▶ [WHAT TO PRODUCE] What is needed is an exact repeat of the lines from the line containing "TARGET = jeep rear spare tire" through the final line of the entries below, and nothing else.

▶ [RECORDS FOR THIS EXERCISE]
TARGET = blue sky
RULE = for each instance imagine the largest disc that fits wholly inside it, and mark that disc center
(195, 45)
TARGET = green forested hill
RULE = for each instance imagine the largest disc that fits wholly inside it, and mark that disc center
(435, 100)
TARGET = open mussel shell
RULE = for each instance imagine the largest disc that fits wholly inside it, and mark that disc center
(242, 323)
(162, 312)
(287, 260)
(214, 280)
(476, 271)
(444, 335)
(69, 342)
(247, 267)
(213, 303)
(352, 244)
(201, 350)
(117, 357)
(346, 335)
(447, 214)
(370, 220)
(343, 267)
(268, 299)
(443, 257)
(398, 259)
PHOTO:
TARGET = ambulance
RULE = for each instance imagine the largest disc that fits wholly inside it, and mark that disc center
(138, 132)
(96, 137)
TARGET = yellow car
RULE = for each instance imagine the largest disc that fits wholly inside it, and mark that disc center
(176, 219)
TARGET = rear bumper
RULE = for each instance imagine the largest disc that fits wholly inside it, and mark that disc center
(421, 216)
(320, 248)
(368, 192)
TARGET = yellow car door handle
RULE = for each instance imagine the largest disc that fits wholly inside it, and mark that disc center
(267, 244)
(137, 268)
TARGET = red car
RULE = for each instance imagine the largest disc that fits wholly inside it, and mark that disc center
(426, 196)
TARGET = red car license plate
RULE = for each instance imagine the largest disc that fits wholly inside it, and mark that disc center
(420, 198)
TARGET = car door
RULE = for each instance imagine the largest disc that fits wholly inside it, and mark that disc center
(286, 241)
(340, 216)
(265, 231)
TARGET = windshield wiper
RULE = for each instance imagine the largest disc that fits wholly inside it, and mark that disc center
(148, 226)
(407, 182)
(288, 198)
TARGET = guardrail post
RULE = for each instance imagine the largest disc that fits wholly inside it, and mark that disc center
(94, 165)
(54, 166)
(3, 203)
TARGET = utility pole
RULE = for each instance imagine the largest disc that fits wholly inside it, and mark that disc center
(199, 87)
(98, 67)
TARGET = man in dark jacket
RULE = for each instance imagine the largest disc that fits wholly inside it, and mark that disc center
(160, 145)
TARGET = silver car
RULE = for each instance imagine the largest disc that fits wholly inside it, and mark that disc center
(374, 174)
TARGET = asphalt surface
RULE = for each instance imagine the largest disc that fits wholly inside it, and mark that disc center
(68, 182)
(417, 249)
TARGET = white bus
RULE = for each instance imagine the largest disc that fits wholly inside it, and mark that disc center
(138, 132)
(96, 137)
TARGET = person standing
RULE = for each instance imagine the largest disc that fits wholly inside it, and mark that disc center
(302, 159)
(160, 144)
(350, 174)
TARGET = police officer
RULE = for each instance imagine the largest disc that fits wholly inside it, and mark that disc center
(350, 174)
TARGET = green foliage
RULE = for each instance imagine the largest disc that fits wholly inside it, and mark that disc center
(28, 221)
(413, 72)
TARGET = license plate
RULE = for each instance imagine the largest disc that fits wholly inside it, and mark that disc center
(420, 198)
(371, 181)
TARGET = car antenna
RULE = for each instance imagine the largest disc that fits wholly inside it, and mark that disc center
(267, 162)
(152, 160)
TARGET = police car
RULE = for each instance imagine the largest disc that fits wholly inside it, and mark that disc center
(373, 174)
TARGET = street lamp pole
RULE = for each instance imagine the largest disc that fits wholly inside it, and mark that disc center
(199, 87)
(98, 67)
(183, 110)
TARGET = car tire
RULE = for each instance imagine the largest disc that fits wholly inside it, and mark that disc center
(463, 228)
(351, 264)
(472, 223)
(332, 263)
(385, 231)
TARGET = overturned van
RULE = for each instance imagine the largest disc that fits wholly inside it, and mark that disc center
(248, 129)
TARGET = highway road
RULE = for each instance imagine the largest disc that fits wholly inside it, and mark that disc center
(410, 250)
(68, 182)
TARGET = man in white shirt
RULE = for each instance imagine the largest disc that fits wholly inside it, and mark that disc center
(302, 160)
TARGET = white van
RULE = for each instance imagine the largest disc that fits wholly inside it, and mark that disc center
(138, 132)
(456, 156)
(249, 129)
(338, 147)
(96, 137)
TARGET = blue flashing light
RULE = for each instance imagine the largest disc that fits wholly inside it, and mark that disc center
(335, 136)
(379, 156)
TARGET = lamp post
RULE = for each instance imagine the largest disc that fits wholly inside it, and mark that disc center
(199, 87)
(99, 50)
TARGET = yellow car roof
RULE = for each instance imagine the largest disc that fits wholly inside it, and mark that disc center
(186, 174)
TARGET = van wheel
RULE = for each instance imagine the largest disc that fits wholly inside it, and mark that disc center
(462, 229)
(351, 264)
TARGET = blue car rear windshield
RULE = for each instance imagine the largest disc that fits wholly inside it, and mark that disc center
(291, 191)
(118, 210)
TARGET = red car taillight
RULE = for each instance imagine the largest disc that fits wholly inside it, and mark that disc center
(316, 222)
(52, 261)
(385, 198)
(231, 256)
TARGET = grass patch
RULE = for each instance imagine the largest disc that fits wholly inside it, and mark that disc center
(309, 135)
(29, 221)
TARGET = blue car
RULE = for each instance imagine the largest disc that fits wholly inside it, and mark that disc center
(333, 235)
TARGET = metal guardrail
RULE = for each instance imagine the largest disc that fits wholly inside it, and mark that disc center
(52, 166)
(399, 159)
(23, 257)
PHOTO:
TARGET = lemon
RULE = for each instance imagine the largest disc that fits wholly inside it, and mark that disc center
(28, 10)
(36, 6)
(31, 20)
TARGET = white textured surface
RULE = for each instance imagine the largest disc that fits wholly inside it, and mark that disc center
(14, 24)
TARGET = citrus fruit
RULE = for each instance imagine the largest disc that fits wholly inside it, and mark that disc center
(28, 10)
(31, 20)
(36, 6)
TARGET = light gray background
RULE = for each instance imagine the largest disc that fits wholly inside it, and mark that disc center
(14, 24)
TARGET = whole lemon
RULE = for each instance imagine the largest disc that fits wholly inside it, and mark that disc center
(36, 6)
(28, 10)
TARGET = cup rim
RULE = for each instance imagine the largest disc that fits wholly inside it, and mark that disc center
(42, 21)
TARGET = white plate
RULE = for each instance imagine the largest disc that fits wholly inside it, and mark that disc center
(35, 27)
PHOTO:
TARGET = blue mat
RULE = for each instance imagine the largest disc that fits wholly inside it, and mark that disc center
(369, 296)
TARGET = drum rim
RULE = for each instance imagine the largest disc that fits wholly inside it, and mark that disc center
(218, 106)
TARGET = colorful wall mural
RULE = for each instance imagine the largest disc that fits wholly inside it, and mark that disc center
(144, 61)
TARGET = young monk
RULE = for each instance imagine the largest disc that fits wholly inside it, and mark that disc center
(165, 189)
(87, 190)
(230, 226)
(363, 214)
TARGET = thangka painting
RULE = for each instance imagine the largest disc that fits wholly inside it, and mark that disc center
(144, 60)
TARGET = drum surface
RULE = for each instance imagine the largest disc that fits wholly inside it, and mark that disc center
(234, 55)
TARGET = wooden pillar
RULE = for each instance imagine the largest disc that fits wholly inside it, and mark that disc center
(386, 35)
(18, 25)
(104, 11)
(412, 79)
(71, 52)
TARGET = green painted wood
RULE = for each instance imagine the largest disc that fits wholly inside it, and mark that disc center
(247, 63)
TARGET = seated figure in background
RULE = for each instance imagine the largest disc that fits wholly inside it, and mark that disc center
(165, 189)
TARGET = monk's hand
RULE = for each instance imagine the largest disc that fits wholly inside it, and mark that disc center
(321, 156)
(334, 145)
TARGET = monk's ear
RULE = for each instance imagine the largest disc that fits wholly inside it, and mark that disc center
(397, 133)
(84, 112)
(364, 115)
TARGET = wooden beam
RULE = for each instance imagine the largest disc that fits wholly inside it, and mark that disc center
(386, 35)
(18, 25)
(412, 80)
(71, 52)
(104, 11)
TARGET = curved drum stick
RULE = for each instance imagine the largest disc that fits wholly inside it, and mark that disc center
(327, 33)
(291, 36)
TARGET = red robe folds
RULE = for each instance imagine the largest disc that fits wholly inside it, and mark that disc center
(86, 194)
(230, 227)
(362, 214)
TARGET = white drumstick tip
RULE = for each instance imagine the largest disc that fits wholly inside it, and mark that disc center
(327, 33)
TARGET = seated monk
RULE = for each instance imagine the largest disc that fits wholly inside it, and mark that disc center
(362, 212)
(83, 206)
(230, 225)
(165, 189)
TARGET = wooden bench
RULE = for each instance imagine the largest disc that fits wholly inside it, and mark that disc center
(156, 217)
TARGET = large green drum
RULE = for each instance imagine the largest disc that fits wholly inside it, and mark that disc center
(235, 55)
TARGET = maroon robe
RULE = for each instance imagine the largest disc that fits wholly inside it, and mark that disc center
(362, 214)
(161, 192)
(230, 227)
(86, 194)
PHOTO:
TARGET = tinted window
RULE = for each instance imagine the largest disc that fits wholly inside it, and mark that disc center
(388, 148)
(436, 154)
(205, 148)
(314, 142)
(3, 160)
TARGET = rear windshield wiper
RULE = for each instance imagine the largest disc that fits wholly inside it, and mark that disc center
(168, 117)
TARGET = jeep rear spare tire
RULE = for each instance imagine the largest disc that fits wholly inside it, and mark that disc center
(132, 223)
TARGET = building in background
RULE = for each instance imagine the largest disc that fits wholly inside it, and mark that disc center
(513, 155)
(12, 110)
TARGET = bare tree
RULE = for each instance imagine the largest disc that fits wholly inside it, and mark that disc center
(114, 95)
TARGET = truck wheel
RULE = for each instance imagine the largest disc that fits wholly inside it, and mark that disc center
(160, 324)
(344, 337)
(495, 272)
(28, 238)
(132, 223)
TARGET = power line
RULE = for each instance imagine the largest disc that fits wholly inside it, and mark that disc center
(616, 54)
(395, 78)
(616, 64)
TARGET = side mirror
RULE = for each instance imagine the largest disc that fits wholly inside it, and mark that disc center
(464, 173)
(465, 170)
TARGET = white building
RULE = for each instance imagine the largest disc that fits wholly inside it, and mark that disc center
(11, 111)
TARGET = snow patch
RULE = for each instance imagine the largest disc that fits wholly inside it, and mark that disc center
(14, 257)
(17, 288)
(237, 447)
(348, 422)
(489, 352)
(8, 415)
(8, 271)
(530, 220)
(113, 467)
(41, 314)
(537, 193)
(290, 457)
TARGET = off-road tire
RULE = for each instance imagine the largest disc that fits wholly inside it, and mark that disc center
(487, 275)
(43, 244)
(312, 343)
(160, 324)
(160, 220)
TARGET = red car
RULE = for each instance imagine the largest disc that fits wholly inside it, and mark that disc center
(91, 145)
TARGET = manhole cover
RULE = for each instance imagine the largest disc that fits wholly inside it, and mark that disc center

▶ [SOLUTION TO THE PROBLEM]
TARGET = jeep rear spare tire
RULE = for each instance imagine the largest disc that fits wholly inside it, and mark that disc center
(132, 223)
TARGET = building in background
RULE = for each instance imagine the largest disc that fits wholly inside it, and mark that disc center
(513, 155)
(12, 110)
TARGET = bare tree
RULE = for each instance imagine the largest disc that fits wholly inside it, and mark that disc center
(114, 95)
TARGET = truck wheel
RULE = for each instance imagine the largest disc that fits wholly inside it, and mark that disc center
(160, 324)
(344, 337)
(495, 272)
(28, 238)
(132, 223)
TARGET = power line
RULE = for each instance imagine the largest disc that fits wholly inside it, and mark that disc center
(616, 54)
(395, 78)
(616, 64)
TARGET = side mirror
RULE = for each instance imagine the largest disc that fits wholly inside it, and mark that disc center
(464, 173)
(465, 170)
TARGET = white building
RULE = for each instance imagine the largest disc that fits wholly inside it, and mark that disc center
(11, 111)
TARGET = snow patch
RULE = for each instance imagine the largest disc that fits wholly inside it, and mark that disc center
(14, 257)
(17, 288)
(237, 447)
(348, 422)
(489, 352)
(8, 415)
(8, 271)
(530, 220)
(113, 467)
(41, 314)
(537, 193)
(290, 457)
TARGET = off-road tire
RULE = for each instance imagine the largest disc that fits wholly inside it, and mark that disc center
(487, 275)
(43, 244)
(312, 343)
(160, 324)
(160, 220)
TARGET = red car
RULE = for each instance imagine the largest disc that fits wholly inside it, and mark that disc center
(91, 145)
TARGET = manhole cover
RULE = for each instance imagine the largest disc that fits wholly inside it, and mark that disc center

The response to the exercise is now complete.